• What you need to do:
1 - Reproduce the part of the González biography word for word, beginning with the words "Gonzalez followed that" and stopping after "sanctioning bodies' ratings.".
2 - Answer these from the González biography:
(a) Who knocked him out of the 1996 Olympic tournament?
(b) What title did his win over Julian Letterlough bring him?
(c) How many total fights does his record list?
3 - Using the González biography, decide whether each statement agrees with it. Answer yes or no and quote the words that settle it.
(a) He held the WBO light-heavyweight title from 2003 to 2004.
(b) He lost his first professional fight.
(c) His fight with Roy Jones Jr. took place in Las Vegas.

• Given passage:
____

Julio César González

Personal information
- Born: Julio César González Ibarra July 30, 1976 Guerrero Negro, Baja California Sur, Mexico
- Died: March 10, 2012 (aged 35) Guerrero Negro, Baja California Sur, Mexico
- Weight: Light heavyweight; Cruiserweight;

Boxing career
- Stance: Orthodox

Boxing record
- Total fights: 49
- Wins: 41
- Win by KO: 25
- Losses: 8

= Julio César González =

Mexican boxer

Julio César González Ibarra (July 30, 1976 – March 10, 2012) was a Mexican professional boxer who competed from 1997 to 2011, and held the WBO and lineal light-heavyweight titles from 2003 to 2004.

==Amateur career==
Gonzalez was a member of the 1996 Mexican Olympic team, boxing as a light heavyweight. He was eliminated in the 1st round by eventual gold medalist Vasili Jirov of Kazakhstan.

==Professional career==
He entered the professional boxing ranks in 1997 after a moderately successful amateur career and gradually worked his way through the ranks of the light heavyweight journeymen. He had won his first 21 fights by the time he got his first chance at a boxing title, the regional WBC Fecarbox belt, on May 5, 2000. He defeated unbeaten fellow Mexican Jesus Ruiz on a ninth round technical knockout in Commerce, California.

Gonzalez followed that victory up with five more wins, including a 12-round unanimous decision over Julian Letterlough on February 2, 2001, that won him the regional NABO light heavyweight title - and propelled him into the No. 1 contender's position in several sanctioning bodies' ratings.

As the top contender, he earned a fight with WBC, WBA (Super), & IBF champion Roy Jones Jr. in July 2001, in Los Angeles. Gonzalez went the distance with Jones, but lost a unanimous decision for his first career setback.

____

• Stored data:
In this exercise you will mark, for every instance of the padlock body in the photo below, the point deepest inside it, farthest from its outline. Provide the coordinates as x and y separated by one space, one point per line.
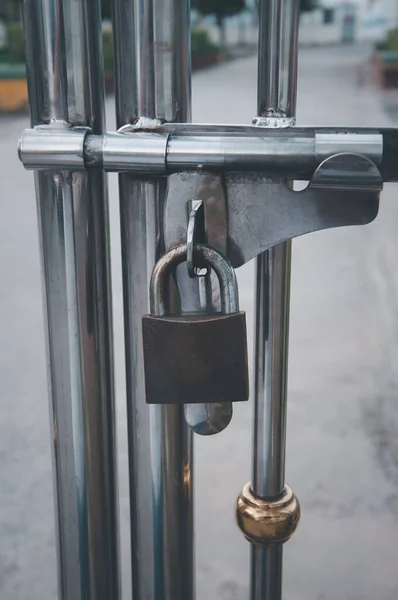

____

• Solved tasks:
1 -
Gonzalez followed that victory up with five more wins, including a 12-round unanimous decision over Julian Letterlough on February 2, 2001, that won him the regional NABO light heavyweight title - and propelled him into the No. 1 contender's position in several sanctioning bodies' ratings.

2 -
(a) Vasili Jirov of Kazakhstan
(b) The regional NABO light heavyweight title
(c) 49

3 -
(a) Yes: "held the WBO and lineal light-heavyweight titles from 2003 to 2004"
(b) No: "He had won his first 21 fights by the time he got his first chance at a boxing title"
(c) No: "in July 2001, in Los Angeles"